------ Excerpt

On a side note, I probably would never get married even if it was legal everywhere and I was really in love with someone. Meaningless social construct intended in part to control women is meaningless. Or I could just have a fear of commitment.
The legal perks are the only reason I'm here, and I have seen it used as a great excuse for a wonderful party, but yeah, I do not get it. Mostly I just don't get why who I'm with is anyone's business but mine. I've seen people write very positively about marriage as being a way to make a commitment to someone before your community; I so don't get 'community', give me a couple of likeminded friends any day.
So I got married at a courthouse, in about five minutes. In my oldest dress. With two friends present. On Leap Day in 2008. And M went to work right afterwards.
I love that you got married on Leap Day. :) Yeah, I was gonna say, I might one day do it to get the legal benefits, but then I got lazy. And the likelihood of that ever happening is low, anyway.

------------

• _Instructions_:
(a) Repeat the passage of the comments on marriage that opens with the words containing "So I got married" and closes with "is low, anyway.".
(b) In the comments on marriage, on what day did the courthouse wedding take place?
(c) Write the next part of the comments on marriage, picking up after their final sentence.
The records that come after this point are not needed.

------ Listing

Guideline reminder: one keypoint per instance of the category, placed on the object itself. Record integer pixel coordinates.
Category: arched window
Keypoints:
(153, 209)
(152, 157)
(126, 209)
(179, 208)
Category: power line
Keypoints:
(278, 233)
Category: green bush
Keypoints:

------------
------ Listing

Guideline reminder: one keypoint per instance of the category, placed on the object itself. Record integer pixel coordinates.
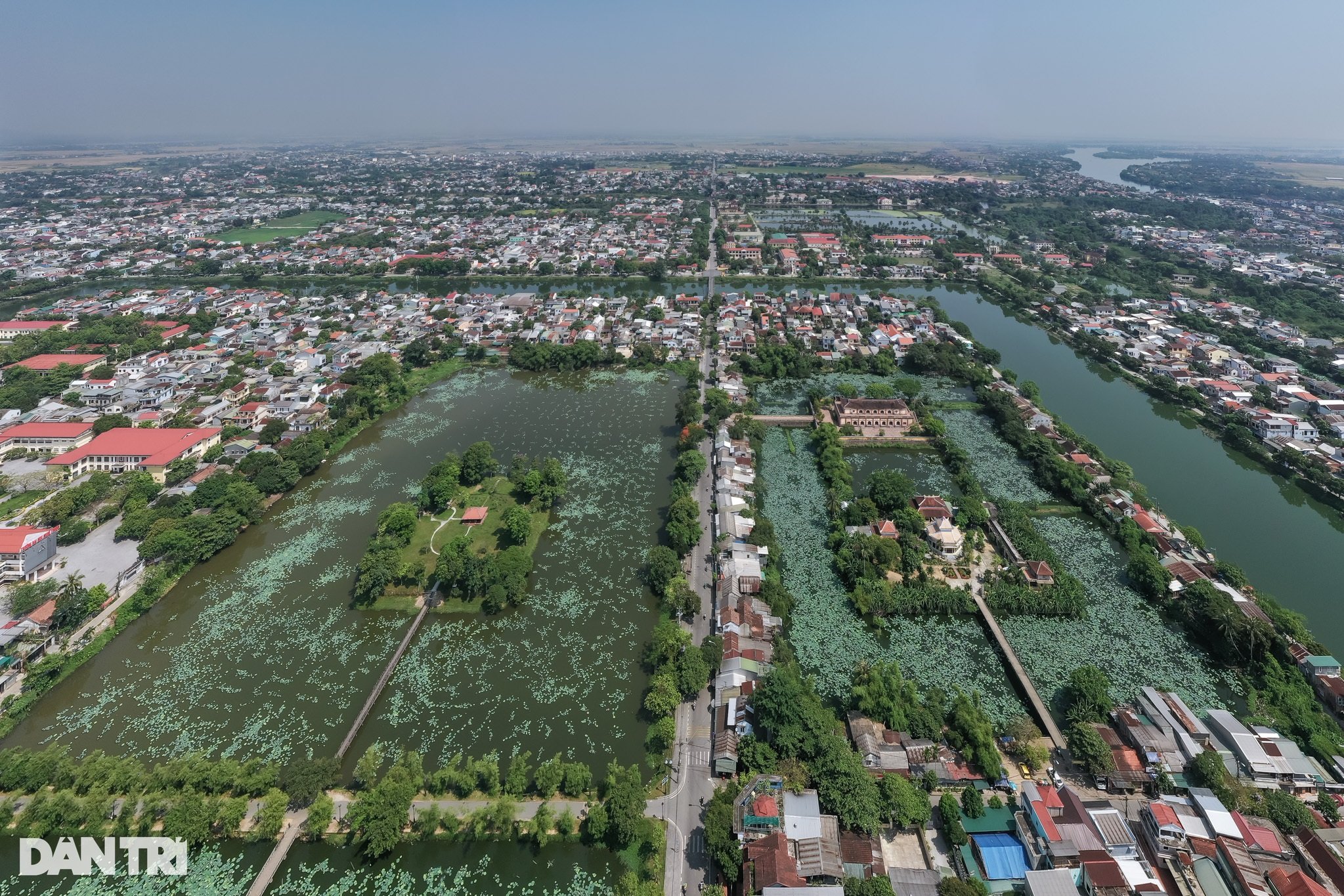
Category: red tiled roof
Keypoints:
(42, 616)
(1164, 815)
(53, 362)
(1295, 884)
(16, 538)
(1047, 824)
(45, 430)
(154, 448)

------------

• _Task results_:
(a)
So I got married at a courthouse, in about five minutes. In my oldest dress. With two friends present. On Leap Day in 2008. And M went to work right afterwards.
I love that you got married on Leap Day. :) Yeah, I was gonna say, I might one day do it to get the legal benefits, but then I got lazy. And the likelihood of that ever happening is low, anyway.

(b) It took place on Leap Day in 2008.

(c)
But if I did get married, that's how I'd do it, too. Ironically, my two married siblings have had their weddings at the courthouse without a big party. My sister and BIL decided to get married when he was here on 10 day leave, and they are planning to have a big wedding ceremony this summer (I'm catering!) but my brother and SIL are just too broke for a "real" wedding. :/ Plus the only reason they got married is because she's pregnant.
My sister is doing multiple weddings! - she had one at a registry office (which in principle is similar to a US courthouse wedding except that they're rigidly secular - I almost raegquit my own wedding when the judge mentioned Jesus, wow should I have vetted the text before we started, but that's GA for you) and then a much sillier one at a con later the same day, and she's having a church blessing sometime this summer. She said beforehand that the con wedding was the 'real' one because all her friends would be there :) It seems like an awful lot of effort to me though.
It's one of the biggest cultural shifts for me, that. Europeans are a lot more blase about avoiding unwanted pregnancies, ending unwanted pregnancies, and not rushing to marry people who cause unwanted pregnancies (whether they result in the birth of a baby or not).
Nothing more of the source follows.